Tarefas do exercício
1. Segundo a entrevista com Joyce Cavalccante, em qual jornal ela escreve crônicas?
2. Transcreva o trecho da entrevista com Joyce Cavalccante que começa em "ENTREVISTA À JOYCE" e termina em "de Escritoras latinoamericanas.".

ENTREVISTA À JOYCE CAVALCCANTE |
Joyce Cavalccante nasceu em Fortaleza e mora em São
Paulo. É jornalista, romancista, contista, cronista e conferencista.
Publicou seis livros de prosa de ficção individualmente, e participou de
oito coletâneas de contos com outros autores. Contribui sistematicamente
com a imprensa publicando contos, resenhas ou artigos, e já faz algum
tempo vem se dedicando a palestras sobre literatura feminina brasileira
nas universidades do Brasil e do exterior.
Escreve crônicas para o Jornal da Tarde de São Paulo. É a atual
presidente da REBRA-Rede de Escritoras Brasileiras, e diretora da
RELAT-Rede de Escritoras latinoamericanas.
JC-
A constatação das evidências. Considerando que a mulher faz parte de um
segmento cultural específico, sua literatura, ou escrita, como queira,
obviamente refletirá tal segmento. O mesmo vale para o homem, porque a
gente é também a cultura na qual se está inserida. O
aspecto anatômico tem inegável influência nesse reflexo, como tem em
todos os setores da vida. Falo do fato da mulher ser côncava e o homem
convexo. Partindo daí ela desenvolveu um pensamento que determina seu
comportamento acolhedor, tépido, aprofundado; enquanto o homem
desenvolveu um comportamento, pontiagudo e mais exposto. Será que isso é
pouco? Tomando
por base essas considerações, podemos ler um texto de autor anônimo e
rapidamente identificar seu gênero sexual. Quem duvidar que faça a
experiência e, em seguida, se surpreenda com o resultado. Um
outro argumento é que nas línguas latinas, como o português, os
pronomes pessoais tem gênero definidos. Sendo assim o autor ou a autora
se denunciam em dois tempos, quando se referem a si mesmo. Claro
que existem exceções curiosas como a de uma autora gaúcha que fez questão
de escrever um livro inteiro simulando-se um autor e, mesmo usando seu próprio
nome, deixou todo mundo convencido. Fez isso principalmente usando os
pronomes pessoais, jogo interessante que só vem provar que a literatura
é gendrada. Eu,
particularmente, reconheço minha escrita como feminina. Só para ter uma
idéia, veja os títulos dos meus livros: "De Dentro Para Fora",
"Costela de Eva", "Livre & Objeto", "O
Discurso da Mulher Absurda", "Retalhos Místicos",
"Inimigas Íntimas". São denunciantes, não são? Não
diria aqui, como em outro qualquer lugar, que uma versão é melhor ou
pior que a outra, ou seja ela masculina ou seja ela feminina. Sou normal.
Na minha visão as duas versões literárias
são complementares e profundamente necessárias, pois o mundo
seria muito aborrecido sem esse encaixe.

Informações fornecidas
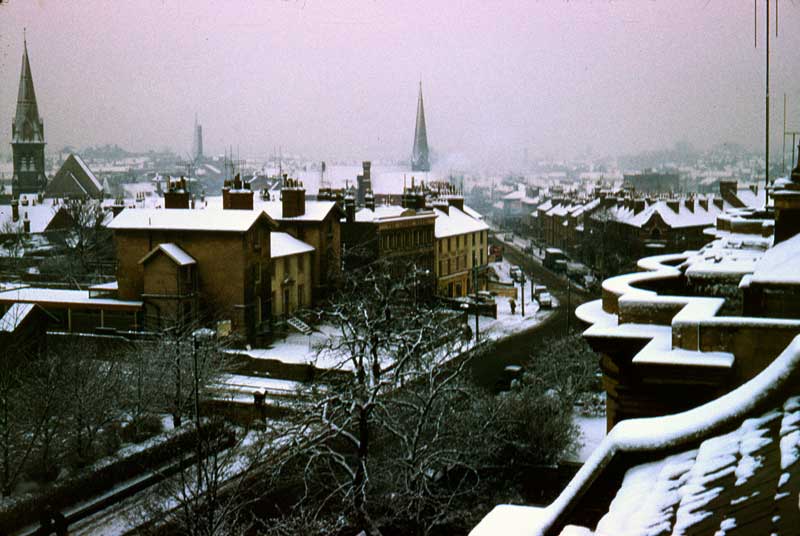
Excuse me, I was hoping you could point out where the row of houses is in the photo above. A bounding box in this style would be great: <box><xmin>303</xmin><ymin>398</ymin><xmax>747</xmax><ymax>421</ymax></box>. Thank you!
<box><xmin>472</xmin><ymin>152</ymin><xmax>800</xmax><ymax>536</ymax></box>
<box><xmin>0</xmin><ymin>166</ymin><xmax>488</xmax><ymax>342</ymax></box>
<box><xmin>496</xmin><ymin>181</ymin><xmax>765</xmax><ymax>275</ymax></box>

Resultados
1. No Jornal da Tarde de São Paulo.

2.
ENTREVISTA À JOYCE CAVALCCANTE |
Joyce Cavalccante nasceu em Fortaleza e mora em São
Paulo. É jornalista, romancista, contista, cronista e conferencista.
Publicou seis livros de prosa de ficção individualmente, e participou de
oito coletâneas de contos com outros autores. Contribui sistematicamente
com a imprensa publicando contos, resenhas ou artigos, e já faz algum
tempo vem se dedicando a palestras sobre literatura feminina brasileira
nas universidades do Brasil e do exterior.
Escreve crônicas para o Jornal da Tarde de São Paulo. É a atual
presidente da REBRA-Rede de Escritoras Brasileiras, e diretora da
RELAT-Rede de Escritoras latinoamericanas.